* Description of the task: The answer should match the entries below word for word, minus their pictures.
● ● ● ● ● ● ●
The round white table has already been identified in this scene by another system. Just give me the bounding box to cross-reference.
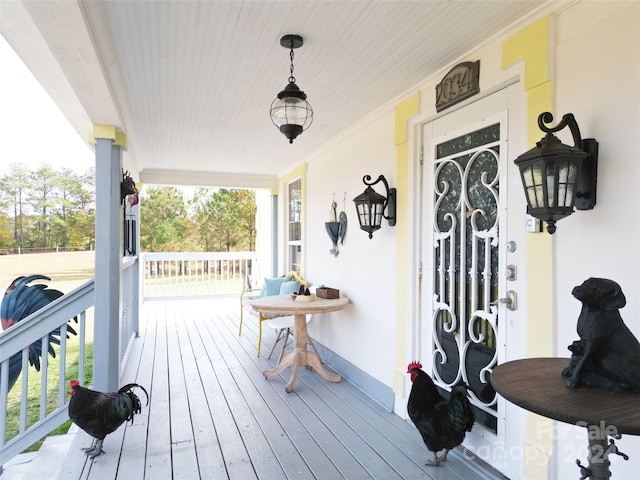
[250,294,348,392]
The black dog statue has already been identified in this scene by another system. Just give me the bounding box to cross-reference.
[562,277,640,391]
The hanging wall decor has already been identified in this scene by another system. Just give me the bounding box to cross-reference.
[325,193,347,257]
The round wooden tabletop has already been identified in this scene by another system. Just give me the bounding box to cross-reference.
[250,294,349,316]
[491,357,640,435]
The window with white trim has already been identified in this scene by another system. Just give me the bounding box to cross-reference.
[287,178,302,274]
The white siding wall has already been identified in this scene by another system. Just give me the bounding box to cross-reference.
[305,111,398,384]
[553,2,640,479]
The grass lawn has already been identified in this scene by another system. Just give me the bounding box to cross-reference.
[0,250,95,294]
[1,251,96,452]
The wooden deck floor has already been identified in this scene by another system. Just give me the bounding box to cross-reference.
[57,298,504,480]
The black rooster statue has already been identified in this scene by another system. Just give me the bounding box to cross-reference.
[407,361,475,466]
[69,380,149,457]
[1,275,77,392]
[120,170,138,205]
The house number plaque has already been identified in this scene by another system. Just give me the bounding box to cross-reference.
[435,60,480,112]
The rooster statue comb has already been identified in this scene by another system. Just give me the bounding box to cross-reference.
[407,361,423,372]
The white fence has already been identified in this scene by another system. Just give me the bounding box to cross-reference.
[142,251,258,301]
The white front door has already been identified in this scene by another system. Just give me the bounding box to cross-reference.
[420,82,525,477]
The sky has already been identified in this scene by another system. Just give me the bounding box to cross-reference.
[0,36,94,177]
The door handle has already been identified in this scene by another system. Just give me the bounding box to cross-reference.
[491,290,517,311]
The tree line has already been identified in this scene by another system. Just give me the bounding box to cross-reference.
[0,163,95,252]
[0,163,257,254]
[140,186,256,252]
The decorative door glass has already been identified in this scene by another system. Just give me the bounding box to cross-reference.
[431,122,500,432]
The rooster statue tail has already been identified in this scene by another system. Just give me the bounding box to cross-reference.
[1,275,77,392]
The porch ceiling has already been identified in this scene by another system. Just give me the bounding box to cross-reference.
[1,0,545,189]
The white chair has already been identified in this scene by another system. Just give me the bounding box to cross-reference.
[263,315,320,364]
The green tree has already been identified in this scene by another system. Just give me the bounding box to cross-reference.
[0,164,95,251]
[27,164,58,249]
[77,168,96,250]
[49,167,95,249]
[0,213,14,249]
[236,189,257,250]
[192,188,219,251]
[66,210,94,249]
[193,188,256,252]
[140,186,188,251]
[0,163,30,248]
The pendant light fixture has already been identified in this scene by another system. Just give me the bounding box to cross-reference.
[270,34,313,144]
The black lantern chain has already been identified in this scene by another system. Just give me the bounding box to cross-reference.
[288,43,296,84]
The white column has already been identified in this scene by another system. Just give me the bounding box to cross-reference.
[92,126,126,392]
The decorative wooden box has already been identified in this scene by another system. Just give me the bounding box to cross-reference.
[316,287,339,299]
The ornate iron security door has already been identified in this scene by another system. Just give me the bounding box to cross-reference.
[431,122,501,432]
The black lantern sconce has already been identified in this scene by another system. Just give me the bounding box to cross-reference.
[353,175,396,239]
[514,112,598,234]
[270,34,313,144]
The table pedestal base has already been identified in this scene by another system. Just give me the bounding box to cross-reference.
[262,313,341,392]
[585,437,611,480]
[263,347,341,392]
[577,434,629,480]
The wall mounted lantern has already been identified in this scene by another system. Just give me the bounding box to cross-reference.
[514,112,598,234]
[270,34,313,144]
[353,175,396,239]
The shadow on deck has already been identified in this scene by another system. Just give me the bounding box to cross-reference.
[54,298,503,480]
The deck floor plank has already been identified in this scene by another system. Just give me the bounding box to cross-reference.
[116,301,156,480]
[166,305,201,478]
[205,306,343,480]
[143,304,173,480]
[202,310,318,479]
[197,307,291,480]
[296,372,434,479]
[55,298,504,480]
[182,308,258,480]
[173,305,229,478]
[218,308,432,479]
[214,305,381,479]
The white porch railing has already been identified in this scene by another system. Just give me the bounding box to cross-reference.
[0,257,141,470]
[120,257,140,371]
[142,251,258,301]
[0,279,95,467]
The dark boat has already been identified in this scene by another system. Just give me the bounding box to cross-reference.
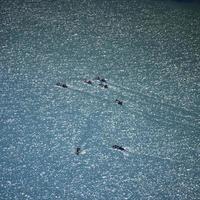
[112,145,126,151]
[56,82,68,88]
[115,99,123,105]
[75,147,81,155]
[84,80,92,85]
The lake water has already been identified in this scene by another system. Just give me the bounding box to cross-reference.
[0,0,200,199]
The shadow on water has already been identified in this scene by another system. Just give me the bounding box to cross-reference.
[173,0,198,3]
[167,0,200,5]
[155,0,200,7]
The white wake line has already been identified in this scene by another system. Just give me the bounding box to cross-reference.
[62,83,199,131]
[109,86,198,128]
[64,77,199,119]
[72,145,184,164]
[56,83,199,131]
[106,146,184,164]
[97,80,199,128]
[107,80,199,119]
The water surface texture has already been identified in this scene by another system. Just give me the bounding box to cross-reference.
[0,0,200,199]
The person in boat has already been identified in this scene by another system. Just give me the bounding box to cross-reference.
[99,83,108,89]
[75,147,81,155]
[56,82,68,88]
[95,76,101,81]
[101,78,107,83]
[84,80,92,85]
[95,76,107,83]
[112,145,126,151]
[115,99,123,105]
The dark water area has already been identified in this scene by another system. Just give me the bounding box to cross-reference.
[173,0,200,3]
[0,0,200,199]
[156,0,200,4]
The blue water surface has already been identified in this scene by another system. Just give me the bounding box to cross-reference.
[0,0,200,199]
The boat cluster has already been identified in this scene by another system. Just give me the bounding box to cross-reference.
[56,76,125,155]
[56,76,123,105]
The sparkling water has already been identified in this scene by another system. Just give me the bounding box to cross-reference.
[1,0,200,199]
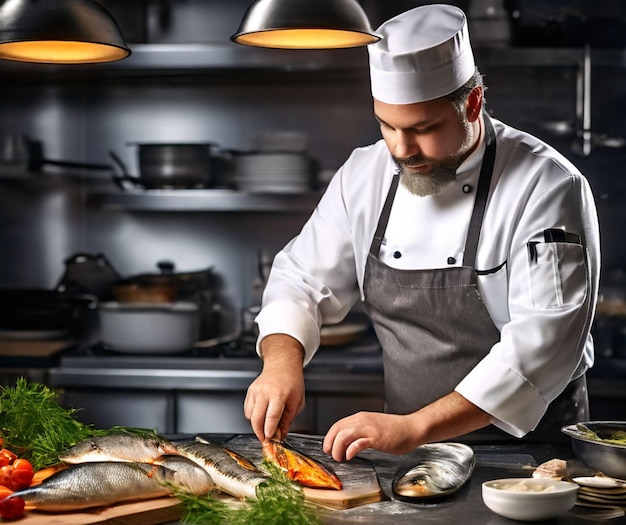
● ● ● ● ● ● ●
* Solution for this task:
The round white table has already been identified in this scene by another system. Just give me the bounding box to cross-reference.
[250,294,348,392]
The black dog statue has already been identified in this scene by another system. Just give me the bounding box to cross-reference.
[562,277,640,391]
The hanging wall decor has already been identified in this scene by another system. Just give me the bounding box to cross-reference.
[325,193,347,257]
The round wooden tabletop has already been identified in this scene by another system. Just give me the bounding box to cross-reference.
[250,294,349,316]
[491,357,640,435]
The window with white trim has already been identified in this scene by another system. Just give me the bounding box to cross-reference.
[287,178,302,274]
The white siding wall has already been identified in this scene by another system. Just give me the bounding box to cross-reference.
[305,111,398,384]
[553,2,640,479]
The grass lawn has already been identified in this scene by another system. Just give me the bounding box to cross-reference.
[0,250,95,294]
[1,251,96,452]
The wooden deck floor has already been identified in this scene by another system. Just give me the bounding box to cross-reference.
[57,298,504,480]
The black rooster statue has already been identified in this scene by another system. Just give me the bounding box to cross-reference.
[407,361,475,466]
[69,380,149,457]
[1,275,77,392]
[120,170,138,205]
The house number plaque has already been identified in this scene by another system. Just give me the bounding box to cross-reference.
[435,60,480,112]
The rooster statue comb has already been identified in this scene by another system. Just give me the bounding box to cross-reference.
[407,361,423,372]
The white fence has already been identified in this scene by another system. Just give me the bounding box to cross-reference.
[142,251,258,301]
The white front door has already been identified in this scene by another system. Just give me the bounding box to cross-reference.
[420,82,525,477]
The sky has already been identified in this scene by another system. Just give me the bounding box to cross-reference.
[0,36,94,177]
The door handle has already been identified in this scene by another system. Just give me the bounding box to cross-reference.
[491,290,517,311]
The tree line has already been identified in this scene by another system. Just give me the bounding box to cross-reference.
[0,163,95,252]
[0,163,257,254]
[140,186,256,252]
The decorative door glass has already been identified in this scene by another system. Just give me the bounding box to cross-reference.
[431,122,500,432]
The rooster statue tail has already been identified in this scene by another system. Just give me the bounding box to cross-reference.
[1,275,77,392]
The porch ceiling has already been identified in this scene by another system. Just give me the bounding box to cross-reference.
[1,0,545,189]
The white chair has already been identified in this scene by another system. Just give me the bounding box to cross-reference.
[263,315,320,364]
The green tree has already been identified in this scene by another system. Just give me the bounding box to cross-reference.
[0,164,95,251]
[27,164,58,249]
[77,168,96,250]
[49,167,95,249]
[0,213,14,249]
[236,189,257,250]
[192,188,219,251]
[66,210,94,249]
[193,188,256,252]
[140,186,188,251]
[0,163,30,248]
The pendant light fixture has already been identified in this scene by another system. Just give me the bounding box to cross-reference.
[270,34,313,144]
The black lantern chain has already been identified in this scene by another system. Just give me the bounding box to cross-reference.
[288,43,296,84]
The white column has already been identified in this scene by another system. Just give me the bounding box to cross-reference.
[92,126,126,392]
The decorative wooden box has already been identified in this scene by another system. Just give me the bounding box to cross-reference.
[316,287,339,299]
The ornate iron security door has already been identified in this scene by another system. Just give me the bounding box to cross-reference.
[431,122,501,432]
The black lantern sconce has already been identified in this scene by another system. Just give me the bounding box to cross-reference.
[353,175,396,239]
[514,112,598,234]
[270,34,313,144]
The table pedestal base has already been identified in this scene by another system. Just give me the bounding box to cross-reference.
[262,313,341,392]
[585,437,611,480]
[263,347,341,392]
[577,434,629,480]
The wall mounted lantern has already been identified in this scene by another system. Just give me the bounding box to cross-reference.
[514,112,598,234]
[270,34,313,144]
[353,175,396,239]
The shadow on deck has already been identified in this scene by another system. Just give me the bounding box to cross-reference.
[54,298,503,480]
The deck floor plank has already been identified in this scene by another system. Just give me the bounding box to cross-reference.
[116,301,156,480]
[166,305,201,478]
[205,306,343,480]
[143,304,173,480]
[202,310,318,479]
[197,307,291,480]
[296,372,434,479]
[55,298,504,480]
[182,308,258,480]
[173,305,229,478]
[218,308,432,479]
[214,305,381,479]
The white porch railing has already been identified in this scene by another system. Just give me the bounding box to cross-reference.
[0,257,141,470]
[120,257,140,371]
[142,251,258,301]
[0,279,95,467]
The dark boat has already been identified in this scene by another system. Just give me the bounding box to cross-reference.
[112,145,126,151]
[56,82,68,88]
[115,99,123,105]
[75,147,81,155]
[84,80,92,85]
The lake water has already been identified in this scene by another system. Just give me the bounding box to cross-reference.
[0,0,200,199]
The shadow on water has already been identified in this scene by another system. Just give me the bounding box to cross-reference.
[173,0,198,3]
[167,0,200,5]
[155,0,200,7]
The white wake line has already been identified in this scene by another system. Just give me the bounding box to cross-reference.
[62,83,199,131]
[109,86,198,128]
[64,77,199,119]
[72,145,184,164]
[56,83,199,131]
[106,146,184,164]
[97,80,199,128]
[107,80,199,119]
The water surface texture has already been identified in this scene by another system. Just give me the bounding box to cross-reference.
[0,0,200,199]
The person in boat has already been identified in this scene by another system. Just give me the bounding box to cross-reference.
[99,83,108,89]
[75,147,81,155]
[56,82,68,88]
[95,76,101,81]
[101,78,107,83]
[84,80,92,85]
[95,76,107,83]
[112,145,126,151]
[115,99,123,105]
The dark water area has already been identified in this scene by another system. Just give me the bounding box to cross-reference.
[173,0,200,3]
[0,0,200,199]
[156,0,200,4]
The blue water surface has already been identified in this scene by another system. Just give me the bounding box to cross-reference.
[0,0,200,199]
The boat cluster has already been identified in this scene by another system. Just give me the bounding box to cross-reference.
[56,76,125,155]
[56,76,123,105]
The sparkling water has already been identified in this scene by another system. Just give me the bounding box to cross-reference.
[1,0,200,199]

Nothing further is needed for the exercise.